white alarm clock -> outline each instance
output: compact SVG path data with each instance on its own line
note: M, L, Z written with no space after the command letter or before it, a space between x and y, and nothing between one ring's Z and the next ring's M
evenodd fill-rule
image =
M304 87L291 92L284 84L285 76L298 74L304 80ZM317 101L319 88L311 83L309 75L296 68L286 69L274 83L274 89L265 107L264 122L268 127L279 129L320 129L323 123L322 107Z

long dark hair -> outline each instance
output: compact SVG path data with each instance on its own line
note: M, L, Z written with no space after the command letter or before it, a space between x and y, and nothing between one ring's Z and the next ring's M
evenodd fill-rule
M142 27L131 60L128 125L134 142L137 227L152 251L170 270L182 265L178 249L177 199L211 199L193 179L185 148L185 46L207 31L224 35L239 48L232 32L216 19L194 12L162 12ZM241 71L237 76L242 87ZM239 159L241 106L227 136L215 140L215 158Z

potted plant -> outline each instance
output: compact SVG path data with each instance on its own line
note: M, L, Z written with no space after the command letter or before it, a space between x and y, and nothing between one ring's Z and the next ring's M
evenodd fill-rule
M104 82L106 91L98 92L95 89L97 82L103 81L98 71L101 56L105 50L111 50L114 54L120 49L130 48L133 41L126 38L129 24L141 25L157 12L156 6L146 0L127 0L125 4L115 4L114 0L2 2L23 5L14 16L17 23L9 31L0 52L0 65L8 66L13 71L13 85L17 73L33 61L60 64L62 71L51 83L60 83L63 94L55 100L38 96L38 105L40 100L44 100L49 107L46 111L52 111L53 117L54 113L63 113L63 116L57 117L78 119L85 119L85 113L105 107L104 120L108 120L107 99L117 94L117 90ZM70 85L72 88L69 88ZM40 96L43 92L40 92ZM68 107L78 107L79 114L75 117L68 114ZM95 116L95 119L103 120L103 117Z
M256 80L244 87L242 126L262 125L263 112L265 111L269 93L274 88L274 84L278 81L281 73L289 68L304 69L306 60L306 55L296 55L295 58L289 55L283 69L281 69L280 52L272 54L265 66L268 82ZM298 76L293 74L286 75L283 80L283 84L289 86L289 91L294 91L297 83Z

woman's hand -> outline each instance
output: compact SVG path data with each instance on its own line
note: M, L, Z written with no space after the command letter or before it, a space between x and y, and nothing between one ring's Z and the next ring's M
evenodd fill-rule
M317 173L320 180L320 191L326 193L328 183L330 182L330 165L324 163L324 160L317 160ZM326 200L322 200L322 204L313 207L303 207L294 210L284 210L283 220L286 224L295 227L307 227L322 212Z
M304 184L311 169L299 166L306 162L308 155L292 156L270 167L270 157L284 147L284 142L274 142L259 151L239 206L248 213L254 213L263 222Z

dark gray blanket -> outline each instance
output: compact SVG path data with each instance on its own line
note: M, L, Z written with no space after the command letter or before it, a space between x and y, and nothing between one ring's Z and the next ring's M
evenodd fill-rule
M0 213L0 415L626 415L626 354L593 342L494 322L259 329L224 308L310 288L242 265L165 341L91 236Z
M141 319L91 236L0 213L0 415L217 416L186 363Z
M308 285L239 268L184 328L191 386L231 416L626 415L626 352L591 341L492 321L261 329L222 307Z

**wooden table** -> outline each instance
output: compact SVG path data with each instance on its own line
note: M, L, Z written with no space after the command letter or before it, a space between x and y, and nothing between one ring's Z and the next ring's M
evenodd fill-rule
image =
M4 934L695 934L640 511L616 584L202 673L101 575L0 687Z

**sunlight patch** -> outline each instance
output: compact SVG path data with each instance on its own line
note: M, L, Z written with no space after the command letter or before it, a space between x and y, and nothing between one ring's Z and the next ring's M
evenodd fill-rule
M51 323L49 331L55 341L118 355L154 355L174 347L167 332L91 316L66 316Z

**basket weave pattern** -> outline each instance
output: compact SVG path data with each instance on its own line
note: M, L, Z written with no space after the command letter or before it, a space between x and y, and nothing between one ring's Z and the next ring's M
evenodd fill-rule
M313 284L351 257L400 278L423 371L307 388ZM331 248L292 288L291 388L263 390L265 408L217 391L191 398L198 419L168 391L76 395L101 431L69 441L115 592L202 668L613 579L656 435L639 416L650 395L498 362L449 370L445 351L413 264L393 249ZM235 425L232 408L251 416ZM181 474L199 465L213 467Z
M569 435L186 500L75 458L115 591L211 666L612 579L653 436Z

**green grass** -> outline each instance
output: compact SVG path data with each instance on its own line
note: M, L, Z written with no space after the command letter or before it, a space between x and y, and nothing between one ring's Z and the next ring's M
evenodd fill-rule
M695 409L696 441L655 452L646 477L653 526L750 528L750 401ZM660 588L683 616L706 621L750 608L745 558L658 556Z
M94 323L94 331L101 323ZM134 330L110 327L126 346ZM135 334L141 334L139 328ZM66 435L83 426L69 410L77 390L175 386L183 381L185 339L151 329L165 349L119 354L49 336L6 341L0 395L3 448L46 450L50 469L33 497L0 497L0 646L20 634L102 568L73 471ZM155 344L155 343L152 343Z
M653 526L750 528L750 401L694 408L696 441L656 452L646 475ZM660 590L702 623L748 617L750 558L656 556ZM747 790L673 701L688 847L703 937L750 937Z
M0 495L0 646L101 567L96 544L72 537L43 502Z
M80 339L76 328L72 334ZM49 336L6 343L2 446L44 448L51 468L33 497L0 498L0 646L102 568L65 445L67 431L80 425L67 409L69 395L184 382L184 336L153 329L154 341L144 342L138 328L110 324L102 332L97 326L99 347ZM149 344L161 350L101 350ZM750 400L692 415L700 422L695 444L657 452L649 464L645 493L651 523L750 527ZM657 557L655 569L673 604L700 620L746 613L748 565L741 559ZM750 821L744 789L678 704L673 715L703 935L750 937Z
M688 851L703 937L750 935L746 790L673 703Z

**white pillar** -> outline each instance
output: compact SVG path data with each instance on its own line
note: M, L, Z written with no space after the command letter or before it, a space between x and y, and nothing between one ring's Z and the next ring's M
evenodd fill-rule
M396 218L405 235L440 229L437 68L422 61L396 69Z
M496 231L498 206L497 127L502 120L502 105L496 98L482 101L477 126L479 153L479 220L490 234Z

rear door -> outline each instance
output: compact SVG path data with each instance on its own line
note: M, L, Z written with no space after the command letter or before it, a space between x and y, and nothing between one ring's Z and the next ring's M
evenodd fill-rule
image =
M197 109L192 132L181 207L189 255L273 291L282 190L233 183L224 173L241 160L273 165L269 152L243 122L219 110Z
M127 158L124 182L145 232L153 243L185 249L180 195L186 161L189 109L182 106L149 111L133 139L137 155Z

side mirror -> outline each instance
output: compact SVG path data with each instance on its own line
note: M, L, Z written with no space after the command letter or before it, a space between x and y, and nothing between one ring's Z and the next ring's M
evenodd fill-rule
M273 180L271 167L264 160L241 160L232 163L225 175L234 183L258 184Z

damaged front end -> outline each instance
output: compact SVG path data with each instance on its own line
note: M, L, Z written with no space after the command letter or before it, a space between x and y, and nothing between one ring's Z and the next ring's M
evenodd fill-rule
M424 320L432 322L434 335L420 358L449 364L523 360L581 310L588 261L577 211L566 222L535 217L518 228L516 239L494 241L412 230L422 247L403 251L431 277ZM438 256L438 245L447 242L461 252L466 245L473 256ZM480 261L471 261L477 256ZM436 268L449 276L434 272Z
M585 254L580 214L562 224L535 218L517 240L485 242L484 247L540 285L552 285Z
——————
## ASSIGNMENT:
Look through the data above for the word "white". Report each line where it occurs.

## ANSWER TO THIS PROBLEM:
white alarm clock -> outline each instance
**white pillar** -> outline each instance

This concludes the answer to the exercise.